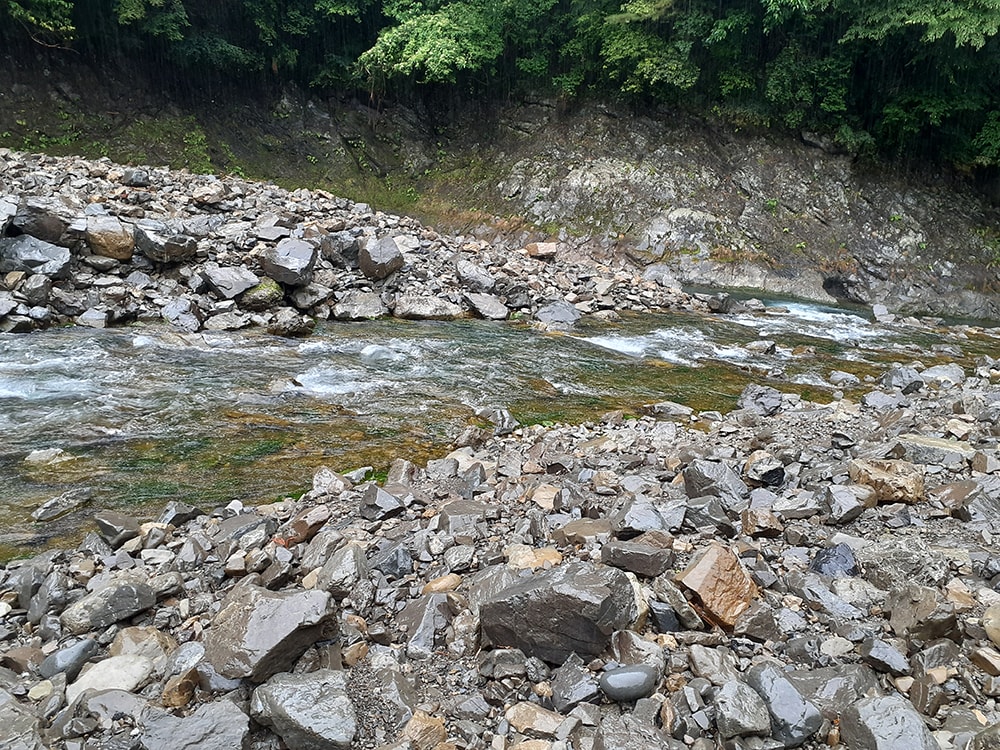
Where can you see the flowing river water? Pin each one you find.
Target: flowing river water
(148, 415)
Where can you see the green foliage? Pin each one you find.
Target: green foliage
(910, 79)
(49, 21)
(434, 47)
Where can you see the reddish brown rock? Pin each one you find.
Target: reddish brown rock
(892, 481)
(722, 589)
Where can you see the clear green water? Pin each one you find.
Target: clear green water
(151, 415)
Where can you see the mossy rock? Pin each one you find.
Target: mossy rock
(265, 295)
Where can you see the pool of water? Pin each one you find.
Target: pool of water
(148, 414)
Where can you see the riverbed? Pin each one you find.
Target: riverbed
(146, 414)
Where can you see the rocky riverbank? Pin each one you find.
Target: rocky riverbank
(92, 243)
(788, 574)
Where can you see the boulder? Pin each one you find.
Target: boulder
(31, 255)
(290, 262)
(573, 608)
(220, 724)
(108, 237)
(793, 719)
(359, 306)
(45, 218)
(722, 588)
(121, 597)
(258, 633)
(161, 245)
(308, 711)
(126, 672)
(558, 314)
(229, 281)
(422, 307)
(885, 723)
(892, 481)
(474, 277)
(380, 259)
(487, 306)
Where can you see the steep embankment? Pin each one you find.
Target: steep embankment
(716, 205)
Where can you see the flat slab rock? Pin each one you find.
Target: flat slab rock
(258, 633)
(308, 711)
(573, 608)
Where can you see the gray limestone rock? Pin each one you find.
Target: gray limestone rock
(121, 597)
(422, 307)
(474, 276)
(108, 237)
(902, 378)
(885, 723)
(116, 528)
(717, 479)
(258, 633)
(761, 399)
(558, 314)
(359, 306)
(380, 259)
(20, 729)
(183, 313)
(884, 657)
(629, 683)
(290, 262)
(308, 711)
(793, 719)
(32, 255)
(69, 660)
(213, 725)
(573, 608)
(161, 245)
(229, 281)
(46, 218)
(740, 711)
(487, 306)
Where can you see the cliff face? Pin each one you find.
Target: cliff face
(717, 206)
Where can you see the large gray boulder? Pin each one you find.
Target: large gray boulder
(379, 260)
(308, 711)
(214, 725)
(885, 723)
(420, 307)
(474, 276)
(32, 255)
(793, 719)
(162, 245)
(108, 237)
(359, 306)
(229, 281)
(573, 608)
(44, 218)
(558, 315)
(259, 633)
(290, 262)
(121, 597)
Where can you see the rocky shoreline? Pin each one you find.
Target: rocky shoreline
(789, 574)
(92, 243)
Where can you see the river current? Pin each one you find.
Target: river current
(145, 415)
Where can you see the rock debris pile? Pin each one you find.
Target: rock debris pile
(92, 243)
(787, 575)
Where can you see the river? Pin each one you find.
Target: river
(146, 414)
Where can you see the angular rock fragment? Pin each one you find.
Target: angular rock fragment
(258, 633)
(308, 711)
(793, 719)
(573, 608)
(722, 588)
(885, 723)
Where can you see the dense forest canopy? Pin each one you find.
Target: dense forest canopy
(902, 78)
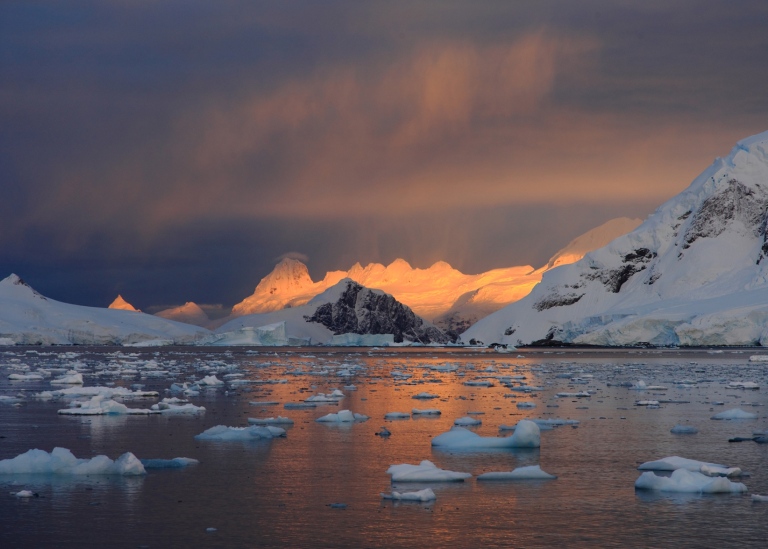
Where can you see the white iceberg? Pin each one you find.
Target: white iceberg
(62, 462)
(227, 434)
(344, 416)
(421, 495)
(683, 480)
(426, 471)
(531, 472)
(735, 413)
(673, 463)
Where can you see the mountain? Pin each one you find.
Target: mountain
(28, 318)
(344, 314)
(121, 304)
(694, 273)
(189, 313)
(450, 298)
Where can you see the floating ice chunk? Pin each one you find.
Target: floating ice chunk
(25, 377)
(70, 378)
(531, 472)
(743, 385)
(426, 412)
(279, 420)
(421, 495)
(175, 463)
(100, 406)
(673, 463)
(255, 432)
(425, 396)
(735, 413)
(426, 471)
(62, 462)
(527, 435)
(720, 471)
(211, 381)
(397, 415)
(467, 421)
(684, 430)
(683, 480)
(344, 416)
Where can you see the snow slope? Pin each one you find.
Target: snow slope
(694, 273)
(452, 299)
(344, 314)
(28, 318)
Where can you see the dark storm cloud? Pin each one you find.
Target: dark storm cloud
(172, 150)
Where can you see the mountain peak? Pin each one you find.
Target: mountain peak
(122, 304)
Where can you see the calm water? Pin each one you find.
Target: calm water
(278, 493)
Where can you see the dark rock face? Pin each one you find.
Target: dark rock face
(360, 310)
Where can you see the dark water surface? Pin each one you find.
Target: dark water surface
(277, 493)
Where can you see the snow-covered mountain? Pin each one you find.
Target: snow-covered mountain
(28, 318)
(189, 313)
(694, 273)
(452, 299)
(122, 304)
(344, 314)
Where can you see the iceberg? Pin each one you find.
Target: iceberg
(226, 434)
(344, 416)
(531, 472)
(61, 461)
(683, 480)
(426, 471)
(421, 495)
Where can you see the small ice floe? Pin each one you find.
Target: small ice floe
(397, 415)
(734, 413)
(426, 471)
(683, 480)
(25, 377)
(70, 378)
(421, 495)
(684, 430)
(101, 406)
(62, 462)
(426, 412)
(673, 463)
(720, 471)
(531, 472)
(279, 420)
(751, 385)
(344, 416)
(175, 463)
(527, 435)
(467, 421)
(333, 397)
(226, 434)
(211, 381)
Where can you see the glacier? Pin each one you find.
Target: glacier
(693, 273)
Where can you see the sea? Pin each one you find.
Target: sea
(321, 484)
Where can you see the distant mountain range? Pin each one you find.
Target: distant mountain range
(694, 273)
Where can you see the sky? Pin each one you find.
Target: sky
(174, 151)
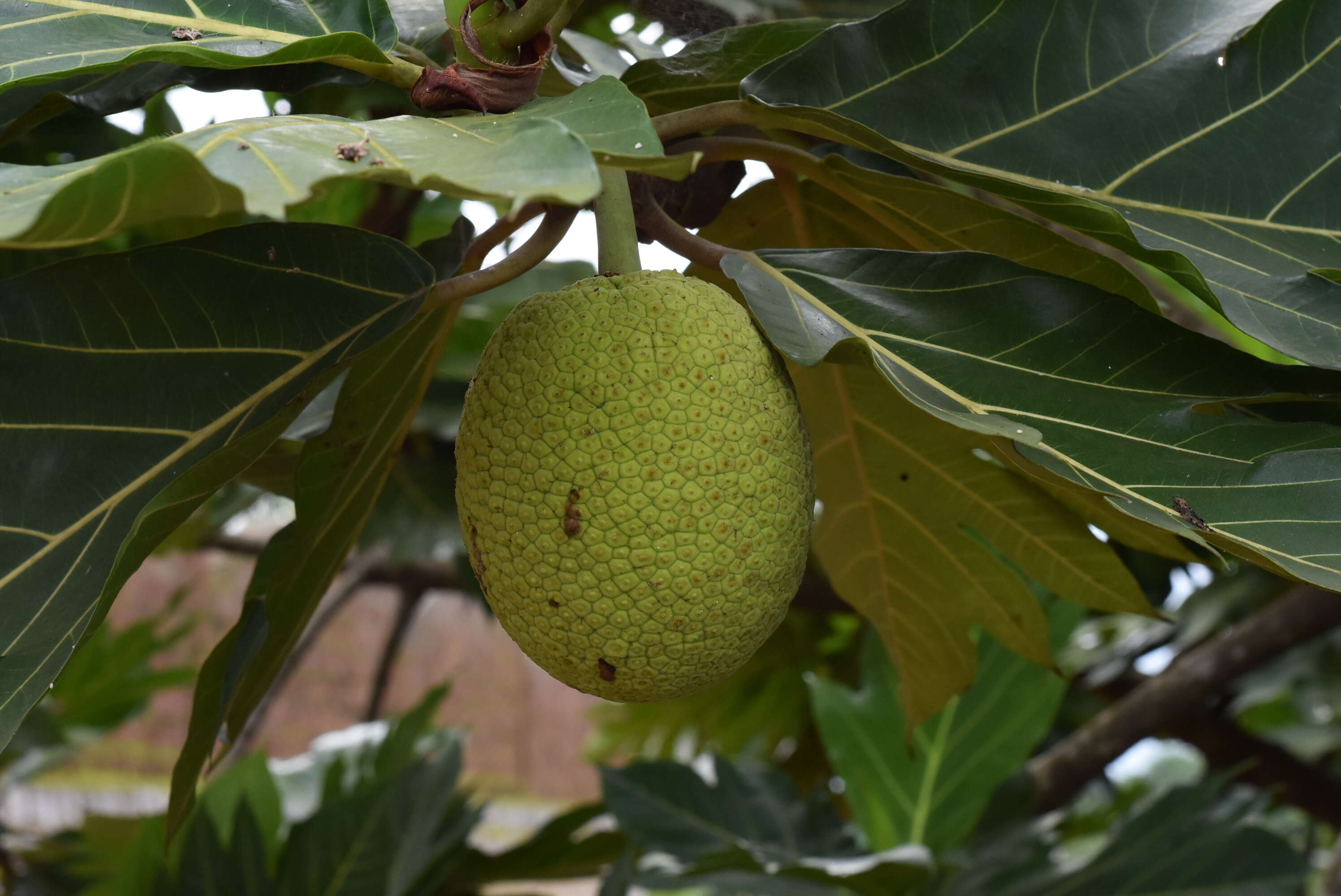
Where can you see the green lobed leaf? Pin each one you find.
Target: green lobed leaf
(340, 477)
(104, 93)
(1225, 177)
(668, 808)
(917, 518)
(932, 788)
(52, 39)
(710, 69)
(122, 411)
(545, 152)
(1083, 383)
(398, 835)
(1187, 843)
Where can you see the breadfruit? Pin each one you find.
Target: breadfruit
(635, 485)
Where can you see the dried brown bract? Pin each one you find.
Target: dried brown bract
(498, 89)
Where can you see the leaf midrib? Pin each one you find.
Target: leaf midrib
(200, 436)
(86, 7)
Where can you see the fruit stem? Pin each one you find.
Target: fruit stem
(521, 261)
(515, 27)
(616, 234)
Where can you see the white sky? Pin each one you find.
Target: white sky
(196, 109)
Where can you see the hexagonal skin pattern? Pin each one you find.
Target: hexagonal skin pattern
(635, 485)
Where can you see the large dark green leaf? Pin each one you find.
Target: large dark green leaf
(136, 384)
(1187, 843)
(1083, 383)
(1234, 168)
(910, 501)
(931, 788)
(50, 39)
(548, 151)
(337, 483)
(112, 92)
(710, 69)
(395, 836)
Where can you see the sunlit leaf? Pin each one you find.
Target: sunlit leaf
(124, 411)
(545, 152)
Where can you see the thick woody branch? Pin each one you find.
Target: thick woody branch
(1182, 691)
(1228, 748)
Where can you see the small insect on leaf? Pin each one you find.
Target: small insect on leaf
(353, 152)
(1186, 512)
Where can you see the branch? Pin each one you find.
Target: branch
(411, 597)
(381, 572)
(802, 163)
(1228, 748)
(1159, 703)
(499, 231)
(660, 227)
(526, 257)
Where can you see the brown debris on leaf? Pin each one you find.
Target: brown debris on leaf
(498, 89)
(1186, 512)
(353, 152)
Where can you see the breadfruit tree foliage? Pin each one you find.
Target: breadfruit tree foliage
(1036, 269)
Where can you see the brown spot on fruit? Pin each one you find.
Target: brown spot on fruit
(572, 516)
(476, 559)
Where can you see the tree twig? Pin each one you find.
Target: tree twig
(1228, 748)
(790, 188)
(802, 163)
(499, 231)
(411, 597)
(521, 261)
(660, 227)
(1298, 616)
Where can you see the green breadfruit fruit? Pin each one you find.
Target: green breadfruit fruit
(635, 485)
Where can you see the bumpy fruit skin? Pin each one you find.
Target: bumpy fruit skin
(635, 485)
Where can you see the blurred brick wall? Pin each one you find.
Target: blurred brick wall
(526, 729)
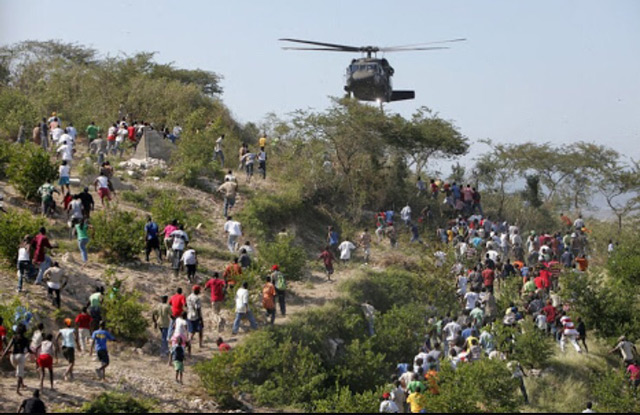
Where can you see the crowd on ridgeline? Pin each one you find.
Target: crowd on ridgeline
(178, 319)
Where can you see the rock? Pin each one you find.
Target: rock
(68, 258)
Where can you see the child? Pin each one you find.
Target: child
(177, 357)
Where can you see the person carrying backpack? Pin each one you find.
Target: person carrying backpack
(281, 287)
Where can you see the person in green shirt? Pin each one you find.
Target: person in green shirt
(161, 320)
(82, 231)
(92, 132)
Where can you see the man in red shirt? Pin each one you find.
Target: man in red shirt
(549, 311)
(177, 303)
(40, 243)
(488, 276)
(83, 324)
(216, 285)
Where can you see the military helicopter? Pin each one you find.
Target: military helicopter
(369, 78)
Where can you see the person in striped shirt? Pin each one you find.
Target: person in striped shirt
(569, 332)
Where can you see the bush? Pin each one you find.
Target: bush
(117, 403)
(483, 386)
(343, 400)
(123, 313)
(29, 168)
(14, 225)
(118, 234)
(290, 258)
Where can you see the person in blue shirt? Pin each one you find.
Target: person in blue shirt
(99, 341)
(151, 238)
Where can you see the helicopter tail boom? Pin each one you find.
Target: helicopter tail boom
(402, 95)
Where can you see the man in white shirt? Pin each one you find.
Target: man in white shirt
(217, 153)
(345, 249)
(242, 309)
(234, 230)
(405, 214)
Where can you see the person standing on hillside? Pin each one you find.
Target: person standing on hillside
(99, 343)
(161, 317)
(217, 152)
(151, 237)
(281, 287)
(83, 325)
(92, 133)
(69, 337)
(268, 296)
(40, 243)
(228, 189)
(365, 243)
(234, 230)
(327, 258)
(195, 322)
(242, 309)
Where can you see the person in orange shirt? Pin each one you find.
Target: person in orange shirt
(583, 263)
(268, 295)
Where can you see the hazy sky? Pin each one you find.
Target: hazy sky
(556, 71)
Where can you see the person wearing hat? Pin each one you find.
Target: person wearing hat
(387, 406)
(69, 337)
(627, 349)
(280, 283)
(194, 316)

——————

• _WHAT THE TASK REQUIRES_:
Pull out every line from the one with "Where can you see the person standing" to the end of the listing, and output only those.

• _EXERCISE SOLUTION_:
Where can you see the person standing on hillside? Pin each one you find.
Target: person standing on hillside
(99, 343)
(161, 317)
(217, 152)
(151, 237)
(281, 287)
(83, 325)
(92, 133)
(69, 337)
(268, 296)
(40, 243)
(228, 189)
(365, 243)
(234, 230)
(327, 258)
(195, 322)
(242, 309)
Where can you see the person in orange shirt? Pin each one you find.
Target: person in orange shirt
(583, 263)
(268, 295)
Where can you see the hazy sky? Pin each one you find.
Target: hazy sky
(556, 71)
Where can you see the person wearing hat? Pin each one you find.
Target: person wearing hat
(387, 406)
(69, 337)
(627, 349)
(280, 283)
(194, 316)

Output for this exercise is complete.